------ Excerpted passage

ROSA LEE BORAH, Plaintiff, against UNITED STATES OF AMERICA, Defendant.


The opinion of the court was delivered by: WEXLER

 WEXLER, District Judge

 Plaintiff Rosa Lee Borah brings this action against the United States under the Federal Tort Claims Act ("FTCA") based upon injuries suffered when she slipped and fell at the United States Merchant Marine Academy in Kings Point, New York (the "Academy") on September 12, 1994. Plaintiff works for Classico Contractors ("Classico") performing cleaning and maintenance activities. The alleged slip and fall took place while plaintiff was performing her duties for Classico at the Academy which is under contract to perform cleaning and maintenance services for the Academy. Prior to commencing this action, plaintiff sought and received worker's compensation benefits from Classico for her injuries. Defendant now brings a motion to dismiss under Rule 12(b)(6) of the Federal Rules of Civil Procedure claiming that plaintiff's exclusive remedy for this work related injury was her workers compensation benefits. However, the Court will treat the motion as one for summary judgement pursuant to Rule 56 since matters outside of the pleadings have been submitted by both parties. For the reasons stated below, defendant's motion is denied.

 I. BACKGROUND

 On September 12, 1994 plaintiff was working at the United States Merchant Marine Academy performing cleaning and maintenance services for her employer Classico. Pursuant to a contract dated September 28, 1990 (the "Contract"), Classico is responsible for the cleaning and maintenance services at the Academy. Plaintiff has been employed by Classico to perform services at the Academy since 1990.

 According to the Contract, Classico's responsibilities include: furnishing the necessary personnel, materials, equipment, services and facilities to perform its work; providing an on-site superintendent or supervisor; providing a supervisor necessary for management of Classico's operations; provide proper training and direction to Classico's workers in their individual tasks; maintaining and controlling Classico's employees' work and operation, including controlling the quality of the employees' work; overseeing its employee's competency, conduct and integrity, and if necessary, taking necessary disciplinary action that Classico in its discretion deemed necessary. In addition, the Contract required Classico to secure, pay for and keep in force Workers compensation insurance as required by law of the state.

------------
------ Supplied data

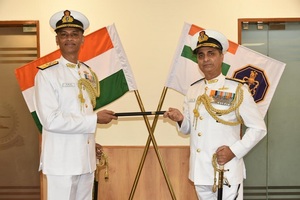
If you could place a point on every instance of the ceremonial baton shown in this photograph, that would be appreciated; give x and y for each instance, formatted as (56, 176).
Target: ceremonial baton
(220, 182)
(123, 114)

------------

▸ Requests:
#1 According to the court opinion, what is the date of the contract under which Classico provides cleaning and maintenance at the Academy?
#2 Quote everything in the court opinion from "According to the" down to "of the state.".
#3 Write what comes next in the court opinion, starting after its final sentence.
The listing was drawn from a source separate from the court opinion.

▸ Expected outputs:
#1 September 28, 1990

#2
According to the Contract, Classico's responsibilities include: furnishing the necessary personnel, materials, equipment, services and facilities to perform its work; providing an on-site superintendent or supervisor; providing a supervisor necessary for management of Classico's operations; provide proper training and direction to Classico's workers in their individual tasks; maintaining and controlling Classico's employees' work and operation, including controlling the quality of the employees' work; overseeing its employee's competency, conduct and integrity, and if necessary, taking necessary disciplinary action that Classico in its discretion deemed necessary. In addition, the Contract required Classico to secure, pay for and keep in force Workers compensation insurance as required by law of the state.

#3
 In her affidavit, Plaintiff states that when she began working for Classico, she was instructed by Classico's on site supervisor, Rose Neal, who was present at the Academy daily, that Ms. Neal would be her boss and that she was to report to Ms. Neal. Plaintiff received her daily work assignments from Ms. Neal who was located in Classico's office at the Academy. Plaintiff identifies several examples of interaction with Ms. Neal regarding her employment including, instructions as to where to work, instructions as to the materials to be used and not used and instructions to report anything out of the ordinary to Ms. Neal such as a locked bathroom. In addition, plaintiff's states that her required uniform read "Classico Cleaners" and her paychecks came from Classico. Ms. Neal held meetings regularly to communicate the results of her daily inspections of the work performed by Classico's employees. Lastly, Plaintiff denies ever receiving any direct supervision or feedback from any employee of the Academy.

 According to James Amoroso, the Head of the Department of Administrative Services for the Academy, the Academy retained the authority to oversee and control the quality of Plaintiff's work. According to Amoroso, Bess Blumenfeld, an Academy employee, would regularly review Plaintiff's work and report any unsatisfactory work to Borah's immediate supervisor. He states that Blumenfeld had the authority to relocate and or terminate Plaintiff. Plaintiff was required to abide by the rules and regulations of the academy.

 II. DISCUSSION

 A party seeking summary judgement must demonstrate that "there is no genuine issue of any material fact and that the moving party is entitled to a judgement as a matter of law." Fed. R. Civ. P. 56(c). The nonmoving party may defeat the summary judgment motion by producing sufficient evidence to establish a genuine issue of material fact for trial. See Celotex Corp. V. Catrett, 477 U.S. 317, 322, 91 L. Ed. 2d 265, 106 S. Ct. 2548 (1986). In ruling on a motion for summary judgment, the court is required to resolve all ambiguities and draw all reasonable inferences in favor of the nonmoving party. See Donahue v. Windsor Locks Bd. Of Fire Comm'rs, 834 F.2d 54, 57 (2d Cir. 1987). However, "where the record taken as a whole could not lead a rational trier of fact to find for the nonmoving party, there is no 'genuine issue for trial.'" Matsushita Elec. Industrial Co. V. Zenith Radio Corp., 475 U.S. 574, 587, 89 L. Ed. 2d 538, 106 S. Ct. 1348 (1986).

 It is axiomatic under the doctrine of sovereign immunity, the government cannot be sued unless it waives its right to immunity. The FTCA waives the government's sovereign immunity to suit for common law torts committed by employees of the United States. See 28 U.S.C. §§ 1346(b), 2671 et seq. However, the waiver only extends to torts committed by government employees "under circumstances where the United States, if a private person, would be liable to the claimant in accordance with the law of the place where the [tortious] act or omission occurred." 28 U.S.C. § 1346(b).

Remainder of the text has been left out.